Number of iterations. This can be a scalar or a three-element vector. Controls how many iterations are performed for each of three phases of the algorithm:

  1. simulated annealing

  2. full step size

  3. reduced step size

Default is [150 150 100]. A scalar is distributed across the three phases in the same proportions as the default.


Number of Markov Chain Monte Carlo (MCMC) iterations. This can be a scalar or a three-element vector. Controls how many of three different types of MCMC updates are performed during each phase of the main iteration:

  1. full multivariate update

  2. single coordinate update

  3. multiple coordinate update

Default is [2 2 2]. A scalar value is treated as a three-element vector with all elements equal to the scalar.


Optimization function for the estimation process that maximizes a likelihood function, specified as 'fminsearch' (default) or 'fminunc'. Use of 'fminunc' requires Optimization Toolbox™. The fminsearch function uses a direct search method that uses only function evaluations. The fminunc (Optimization Toolbox) function uses gradient methods and is generally more efficient for an optimization problem that maximizes the likelihood function.


A structure created by a call to statset. nlmefitsa uses the following statset parameters:

  • DerivStep — Relative difference used in finite difference gradient calculation. May be a scalar, or a vector whose length is the number of model parameters p. The default is eps^(1/3).

  • Display — Level of display during estimation.

What you should do: Continue the page text on nlmefitsa options from the point where it stops.

Data extract:
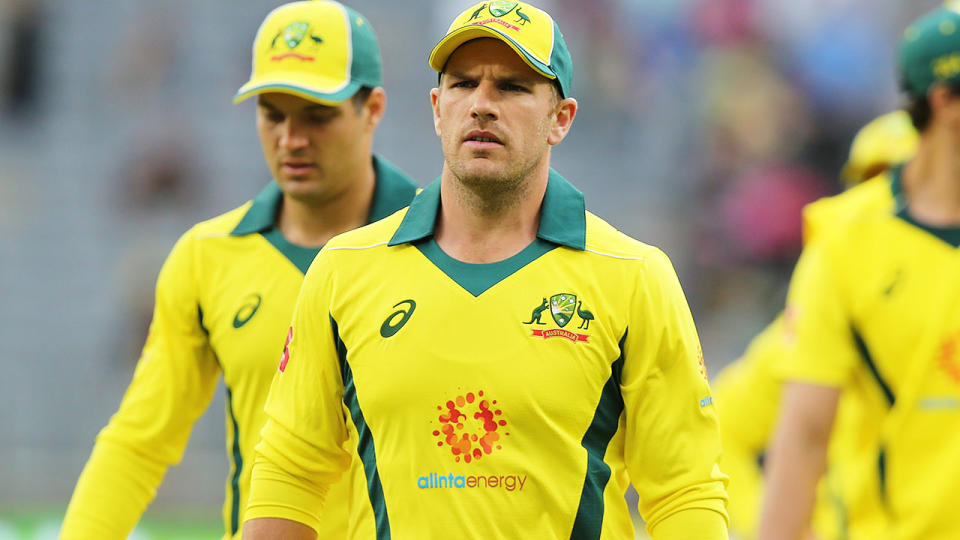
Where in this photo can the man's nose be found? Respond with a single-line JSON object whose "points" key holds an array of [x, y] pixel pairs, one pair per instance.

Result of the task:
    • 'off' (default) — Displays no information

    • 'final' — Displays information after the final iteration of the estimation algorithm

    • 'iter' — Displays information at each iteration

  • FunValCheck

    • 'on' (default) — Check for invalid values (such as NaN or Inf) from MODELFUN

    • 'off' — Skip this check

  • OutputFcn — Function handle specified using @, a cell array with function handles or an empty array. nlmefitsa calls all output functions after each iteration. See nlmefitoutputfcn.m (the default output function for nlmefitsa) for an example of an output function.

  • Streams — Stream to use in generating random numbers within the nlmefitsa function, specified as a RandStream object. The default is the current global stream.

  • TolX — Termination tolerance on the estimated fixed and random effects. The default is 1e-4.


A vector of p-values specifying a transformation function f() for each of the p parameters:

PHI = f(XB) 
Each element of the vector must be one of the following integer codes specifying the transformation for the corresponding value of PHI:

  • 0: PHI = XB (default for all parameters)

  • 1: log(PHI) = XB

  • 2: probit(PHI) = XB

  • 3: logit(PHI) = XB


Number REPS of estimations to perform starting from the starting values in the vector BETA0. If BETA0 is a matrix, REPS must match the number of columns in BETA0. Default is the number of columns in BETA0.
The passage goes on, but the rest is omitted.